• Requirements
Copy out the rows below, swapping every occurrence of "dot" for "marker" and leaving everything else unchanged.

Items from a data source:
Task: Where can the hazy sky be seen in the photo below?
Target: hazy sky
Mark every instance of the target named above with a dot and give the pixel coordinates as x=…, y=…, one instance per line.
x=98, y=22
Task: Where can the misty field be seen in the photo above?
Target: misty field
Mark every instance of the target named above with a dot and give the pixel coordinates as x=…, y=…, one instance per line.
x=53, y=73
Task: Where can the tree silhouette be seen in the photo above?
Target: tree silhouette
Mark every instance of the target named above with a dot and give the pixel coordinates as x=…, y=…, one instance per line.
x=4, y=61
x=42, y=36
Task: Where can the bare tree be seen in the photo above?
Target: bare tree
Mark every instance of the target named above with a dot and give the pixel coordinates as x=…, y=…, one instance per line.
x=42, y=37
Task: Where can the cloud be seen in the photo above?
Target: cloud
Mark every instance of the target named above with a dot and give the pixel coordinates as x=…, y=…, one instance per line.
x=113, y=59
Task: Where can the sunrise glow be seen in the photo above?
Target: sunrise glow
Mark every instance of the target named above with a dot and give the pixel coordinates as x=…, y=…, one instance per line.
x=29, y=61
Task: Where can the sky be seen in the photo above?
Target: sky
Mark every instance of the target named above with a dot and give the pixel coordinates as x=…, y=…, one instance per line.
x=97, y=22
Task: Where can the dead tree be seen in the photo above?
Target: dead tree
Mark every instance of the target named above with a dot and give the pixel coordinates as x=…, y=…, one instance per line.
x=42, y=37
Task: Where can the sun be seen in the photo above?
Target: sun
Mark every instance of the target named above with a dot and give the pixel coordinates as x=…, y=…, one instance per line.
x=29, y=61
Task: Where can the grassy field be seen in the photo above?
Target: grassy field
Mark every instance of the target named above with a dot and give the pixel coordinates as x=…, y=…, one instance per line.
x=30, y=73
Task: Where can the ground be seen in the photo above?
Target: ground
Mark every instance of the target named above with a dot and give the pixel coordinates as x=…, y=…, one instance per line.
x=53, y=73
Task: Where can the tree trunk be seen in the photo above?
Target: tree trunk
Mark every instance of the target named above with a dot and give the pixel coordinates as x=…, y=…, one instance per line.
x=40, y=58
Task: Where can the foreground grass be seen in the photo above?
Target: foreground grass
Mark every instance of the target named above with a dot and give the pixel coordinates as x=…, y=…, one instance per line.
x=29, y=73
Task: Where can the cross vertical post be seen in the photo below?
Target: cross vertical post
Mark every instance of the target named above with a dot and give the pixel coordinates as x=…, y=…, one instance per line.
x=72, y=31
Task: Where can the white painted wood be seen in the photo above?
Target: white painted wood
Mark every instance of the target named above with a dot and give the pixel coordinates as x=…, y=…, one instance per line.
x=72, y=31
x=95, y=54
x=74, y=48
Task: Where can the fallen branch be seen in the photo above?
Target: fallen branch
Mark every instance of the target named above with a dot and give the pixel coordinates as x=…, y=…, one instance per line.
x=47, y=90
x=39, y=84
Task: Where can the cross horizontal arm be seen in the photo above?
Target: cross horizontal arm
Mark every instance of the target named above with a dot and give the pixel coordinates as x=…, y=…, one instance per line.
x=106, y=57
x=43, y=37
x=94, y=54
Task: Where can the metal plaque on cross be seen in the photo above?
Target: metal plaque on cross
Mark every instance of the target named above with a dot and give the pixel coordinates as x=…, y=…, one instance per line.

• Written response
Task: Where can the hazy sky be seen in the photo below?
Target: hazy sky
Mark every instance of the target named above with a marker and give the pixel coordinates as x=…, y=…, one instance per line.
x=98, y=22
Task: Where can the misty field be seen in the photo above?
Target: misty field
Mark every instance of the target named above with a marker and give the pixel coordinates as x=…, y=…, one instance per line.
x=53, y=73
Task: Where can the tree silhouette be seen in the photo above?
Target: tree silhouette
Mark every instance of the target named above with a marker and give the pixel coordinates as x=…, y=…, one instance per line.
x=4, y=61
x=42, y=36
Task: Where can the bare tree be seen in the photo above?
Target: bare tree
Mark every instance of the target named above with a marker and give the pixel coordinates as x=…, y=…, one instance per line.
x=42, y=37
Task: Where can the cloud be seen in the photo above?
Target: cloud
Mark every instance of the target named above with a marker and give the pixel coordinates as x=…, y=…, one instance per line.
x=113, y=59
Task: Where can the sunrise glow be seen in the photo above?
Target: sunrise glow
Mark every instance of the target named above with a marker and give the pixel coordinates as x=…, y=…, one instance per line.
x=29, y=61
Task: Where can the sky be seen in the photo above?
Target: sky
Mark every instance of the target named above with a marker and give the pixel coordinates as x=…, y=…, one instance per line.
x=97, y=22
Task: Where can the dead tree be seen in the photo above?
Target: dead tree
Mark every instance of the target named above with a marker and give the pixel coordinates as x=…, y=…, one instance per line.
x=42, y=37
Task: Where can the sun be seen in the photo above?
Target: sun
Mark every instance of the target named above with a marker and give the pixel coordinates as x=…, y=…, one instance per line.
x=29, y=61
Task: Where can the grassy field be seen in the photo above?
Target: grassy field
Mark every instance of the target named above with a marker and give the pixel coordinates as x=…, y=…, one instance per line.
x=30, y=73
Task: Where can the ground be seen in the photo above?
Target: ground
Mark every instance of the target named above with a marker and give the pixel coordinates as x=…, y=…, one instance per line.
x=53, y=73
Task: Where can the tree trunk be seen in the photo above?
Target: tree trunk
Mark every instance of the target named above with a marker and give the pixel coordinates as x=…, y=…, one instance per line.
x=40, y=58
Task: Where can the foreground grass be seen in the photo above?
Target: foreground grass
Mark every instance of the target named above with a marker and give the pixel coordinates as x=…, y=…, one instance per line.
x=29, y=73
Task: Where can the cross vertical post be seen in the photo below?
Target: cross vertical post
Mark every instance of the target named above with a marker and give the pixel coordinates as x=…, y=…, one instance per line.
x=72, y=31
Task: Where can the white painted wood be seen in the photo above?
Target: white painted wood
Mark every instance of the target named above with a marker and give the pixel coordinates as x=…, y=…, one instance per line.
x=72, y=31
x=95, y=54
x=74, y=48
Task: Where can the fallen branch be seen in the photo above?
Target: fallen branch
Mark every instance of the target named above with a marker and give the pixel coordinates as x=…, y=…, one instance per line.
x=47, y=90
x=39, y=84
Task: Where can the cross horizontal arm be seen in the photo above?
Target: cross horizontal arm
Mark every instance of the target named above with a marker and give the pixel coordinates as x=…, y=…, one instance per line.
x=106, y=57
x=43, y=37
x=94, y=54
Task: Where can the metal plaque on cross be seen in the photo above?
Target: metal plaque on cross
Mark every instance of the target named above with a marker and give the pixel coordinates as x=…, y=…, one instance per line.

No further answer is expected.